» **WHAT NEEDS TO BE DONE**: Transcribe the B-Tree and B+ Tree page word for word, starting at "B-Tree Node Structure" and ending at "do (B+ Tree)".

» **GIVEN PASSAGE**:
B-Tree & B+ Tree
Self-balancing tree keeping data sorted with O(log n) reads/writes -- the dominant index structure in relational databases.
B-Tree Node Structure
- Every node holds multiple keys (minimises tree height -> fewer disk reads)
- All nodes store data pointers (B-Tree) or only leaves do (B+ Tree)
B-Tree vs B+ Tree
| Dimension | B-Tree | B+ Tree |
|---|---|---|
| Data in internal nodes | Yes | No (keys only) |
| Range queries | Slower | Fast (leaf linked list) |
| Tree height | Slightly shorter | Slightly taller |
| Used in | General purpose | Databases (MySQL InnoDB, Postgres) |
Key Properties
| Property | Value |
|---|---|
| Search | O(log n) |
| Insert | O(log n) + rebalance |
| Delete | O(log n) + rebalance |
| Order (t) | Max 2t-1 keys per node |
| Fan-out | High (fits many keys per disk page) |
When to Use / Avoid
- Use for read-heavy workloads with mixed reads/writes
- Use for range queries (B+ Tree leaf linked list)

» **STORED RECORDS**:
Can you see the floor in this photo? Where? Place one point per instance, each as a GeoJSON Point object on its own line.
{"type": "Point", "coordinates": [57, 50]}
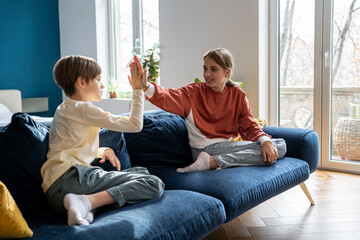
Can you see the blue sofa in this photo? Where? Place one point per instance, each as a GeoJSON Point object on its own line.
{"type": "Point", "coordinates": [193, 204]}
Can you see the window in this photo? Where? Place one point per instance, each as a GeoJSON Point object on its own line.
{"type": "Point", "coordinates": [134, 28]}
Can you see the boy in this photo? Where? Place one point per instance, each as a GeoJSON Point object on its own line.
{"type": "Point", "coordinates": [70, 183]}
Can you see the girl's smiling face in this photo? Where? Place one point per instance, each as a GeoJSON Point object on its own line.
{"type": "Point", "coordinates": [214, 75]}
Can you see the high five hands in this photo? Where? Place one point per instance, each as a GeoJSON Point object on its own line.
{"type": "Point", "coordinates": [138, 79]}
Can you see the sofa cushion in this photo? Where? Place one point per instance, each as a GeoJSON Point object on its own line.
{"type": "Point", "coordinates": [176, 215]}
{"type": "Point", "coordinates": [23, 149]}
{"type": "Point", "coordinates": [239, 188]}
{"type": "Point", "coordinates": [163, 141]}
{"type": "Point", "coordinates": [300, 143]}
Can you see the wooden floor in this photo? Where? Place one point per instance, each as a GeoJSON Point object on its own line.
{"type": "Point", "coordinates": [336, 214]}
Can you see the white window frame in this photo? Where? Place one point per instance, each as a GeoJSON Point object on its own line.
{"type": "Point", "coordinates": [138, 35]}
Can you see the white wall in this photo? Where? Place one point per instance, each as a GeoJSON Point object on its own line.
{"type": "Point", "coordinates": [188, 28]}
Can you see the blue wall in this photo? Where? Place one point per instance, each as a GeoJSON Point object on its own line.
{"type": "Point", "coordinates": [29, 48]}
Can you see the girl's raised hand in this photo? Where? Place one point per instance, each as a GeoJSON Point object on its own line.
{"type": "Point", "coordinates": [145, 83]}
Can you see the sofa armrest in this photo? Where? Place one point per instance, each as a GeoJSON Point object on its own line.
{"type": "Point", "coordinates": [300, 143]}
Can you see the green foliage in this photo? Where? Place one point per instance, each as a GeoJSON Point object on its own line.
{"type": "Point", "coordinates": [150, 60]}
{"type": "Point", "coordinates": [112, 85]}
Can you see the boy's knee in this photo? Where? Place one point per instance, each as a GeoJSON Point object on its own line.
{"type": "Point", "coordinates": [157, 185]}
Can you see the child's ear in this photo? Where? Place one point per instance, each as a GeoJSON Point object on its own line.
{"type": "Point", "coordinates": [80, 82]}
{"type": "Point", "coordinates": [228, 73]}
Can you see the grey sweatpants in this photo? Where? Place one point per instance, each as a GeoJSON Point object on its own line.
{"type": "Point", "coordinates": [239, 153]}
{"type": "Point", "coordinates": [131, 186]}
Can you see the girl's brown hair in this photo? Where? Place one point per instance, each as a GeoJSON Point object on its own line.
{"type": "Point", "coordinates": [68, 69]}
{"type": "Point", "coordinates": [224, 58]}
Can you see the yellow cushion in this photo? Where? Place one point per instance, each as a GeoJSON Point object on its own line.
--
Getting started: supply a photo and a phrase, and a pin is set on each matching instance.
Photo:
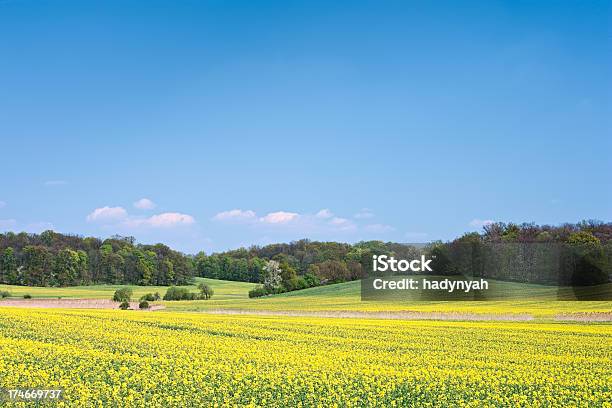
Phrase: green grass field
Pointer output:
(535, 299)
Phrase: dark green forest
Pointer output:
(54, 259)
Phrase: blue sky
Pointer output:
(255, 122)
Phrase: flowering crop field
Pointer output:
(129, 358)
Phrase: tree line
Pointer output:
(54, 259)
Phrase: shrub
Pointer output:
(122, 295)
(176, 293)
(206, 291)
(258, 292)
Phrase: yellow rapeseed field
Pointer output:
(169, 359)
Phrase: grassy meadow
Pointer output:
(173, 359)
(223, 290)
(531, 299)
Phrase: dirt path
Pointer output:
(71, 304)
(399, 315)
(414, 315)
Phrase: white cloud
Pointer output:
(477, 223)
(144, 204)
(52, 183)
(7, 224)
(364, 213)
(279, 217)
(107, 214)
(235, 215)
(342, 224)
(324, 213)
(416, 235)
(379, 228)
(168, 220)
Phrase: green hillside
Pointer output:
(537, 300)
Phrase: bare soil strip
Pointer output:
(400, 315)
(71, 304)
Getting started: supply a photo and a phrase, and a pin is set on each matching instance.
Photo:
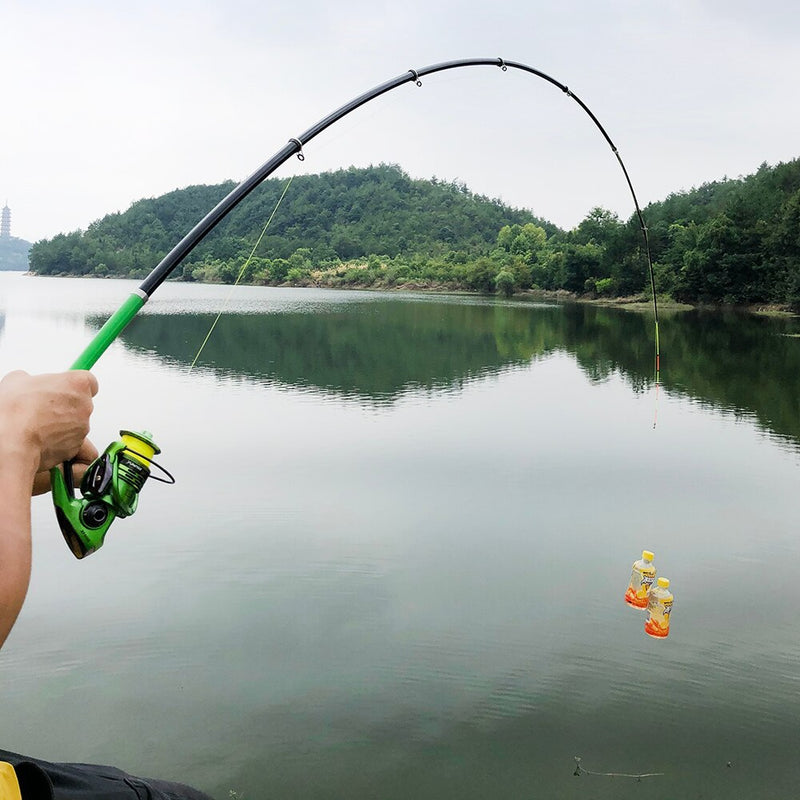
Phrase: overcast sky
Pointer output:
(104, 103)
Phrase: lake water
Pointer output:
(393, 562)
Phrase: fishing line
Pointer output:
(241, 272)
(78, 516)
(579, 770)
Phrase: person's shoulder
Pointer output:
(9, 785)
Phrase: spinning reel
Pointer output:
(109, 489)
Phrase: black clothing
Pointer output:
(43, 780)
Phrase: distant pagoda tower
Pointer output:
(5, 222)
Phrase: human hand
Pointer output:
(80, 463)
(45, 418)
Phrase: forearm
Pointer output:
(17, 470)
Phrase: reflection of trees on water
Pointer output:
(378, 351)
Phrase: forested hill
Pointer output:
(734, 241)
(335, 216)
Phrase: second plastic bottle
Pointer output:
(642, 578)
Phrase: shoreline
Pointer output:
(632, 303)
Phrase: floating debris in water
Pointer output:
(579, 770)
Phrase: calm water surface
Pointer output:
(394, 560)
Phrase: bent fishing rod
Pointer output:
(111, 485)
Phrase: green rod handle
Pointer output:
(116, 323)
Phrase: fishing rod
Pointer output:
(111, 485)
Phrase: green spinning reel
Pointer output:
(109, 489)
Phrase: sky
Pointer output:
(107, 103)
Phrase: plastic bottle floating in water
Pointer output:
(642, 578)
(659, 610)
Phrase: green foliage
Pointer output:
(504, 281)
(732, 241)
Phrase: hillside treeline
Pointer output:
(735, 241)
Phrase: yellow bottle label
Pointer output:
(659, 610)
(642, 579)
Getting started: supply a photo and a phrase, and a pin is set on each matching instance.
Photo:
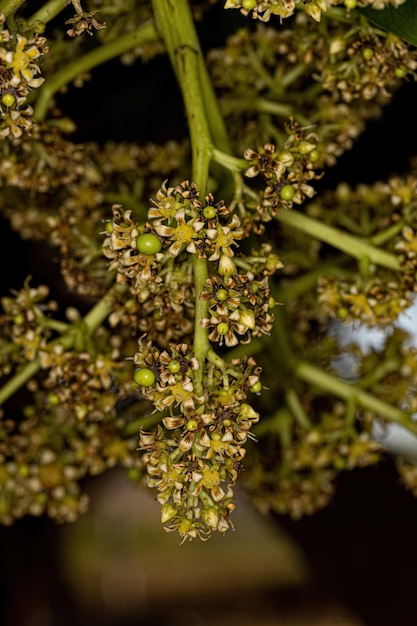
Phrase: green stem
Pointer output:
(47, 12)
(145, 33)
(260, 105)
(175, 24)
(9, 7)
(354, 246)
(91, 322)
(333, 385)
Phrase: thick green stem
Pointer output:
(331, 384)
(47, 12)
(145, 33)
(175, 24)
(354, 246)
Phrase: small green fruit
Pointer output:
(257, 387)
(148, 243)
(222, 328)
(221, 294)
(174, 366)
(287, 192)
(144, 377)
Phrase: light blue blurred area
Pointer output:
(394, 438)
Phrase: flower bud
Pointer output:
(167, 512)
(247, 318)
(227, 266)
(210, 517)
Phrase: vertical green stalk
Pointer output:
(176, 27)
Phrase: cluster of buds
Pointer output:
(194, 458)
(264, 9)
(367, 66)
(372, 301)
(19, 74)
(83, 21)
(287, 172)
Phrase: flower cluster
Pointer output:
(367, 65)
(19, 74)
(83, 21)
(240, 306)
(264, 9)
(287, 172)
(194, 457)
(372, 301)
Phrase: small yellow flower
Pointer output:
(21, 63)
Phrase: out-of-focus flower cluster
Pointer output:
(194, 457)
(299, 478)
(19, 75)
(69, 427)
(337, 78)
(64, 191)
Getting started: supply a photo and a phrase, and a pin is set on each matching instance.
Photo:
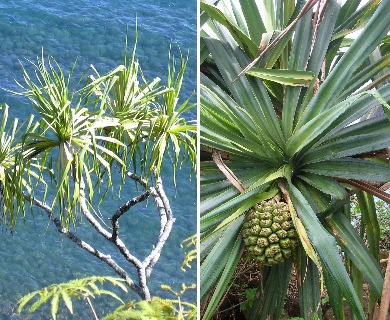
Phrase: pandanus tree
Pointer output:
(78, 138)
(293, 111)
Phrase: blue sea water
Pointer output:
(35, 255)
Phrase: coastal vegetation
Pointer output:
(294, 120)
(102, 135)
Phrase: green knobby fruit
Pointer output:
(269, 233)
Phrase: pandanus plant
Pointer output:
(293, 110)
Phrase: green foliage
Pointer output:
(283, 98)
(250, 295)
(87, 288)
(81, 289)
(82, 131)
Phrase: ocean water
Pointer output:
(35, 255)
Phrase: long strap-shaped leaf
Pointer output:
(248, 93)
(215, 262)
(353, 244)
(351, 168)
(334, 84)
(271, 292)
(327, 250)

» **RESPONSE TO THIS TASK**:
B-Tree Node Structure
- Every node holds multiple keys (minimises tree height -> fewer disk reads)
- All nodes store data pointers (B-Tree) or only leaves do (B+ Tree)